Written exercise:
Turn the records below into a Markdown table with two columns, No. and Text, giving each nonblank line its own numbered row.

Data extract:
────────────────
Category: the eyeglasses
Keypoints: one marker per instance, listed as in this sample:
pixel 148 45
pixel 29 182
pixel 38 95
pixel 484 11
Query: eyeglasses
────────────────
Expected answer:
| No. | Text |
|---|---|
| 1 | Category: the eyeglasses |
| 2 | Keypoints: one marker per instance, listed as in this sample: |
| 3 | pixel 148 45 |
| 4 | pixel 29 182 |
| 5 | pixel 38 95 |
| 6 | pixel 484 11 |
| 7 | Query: eyeglasses |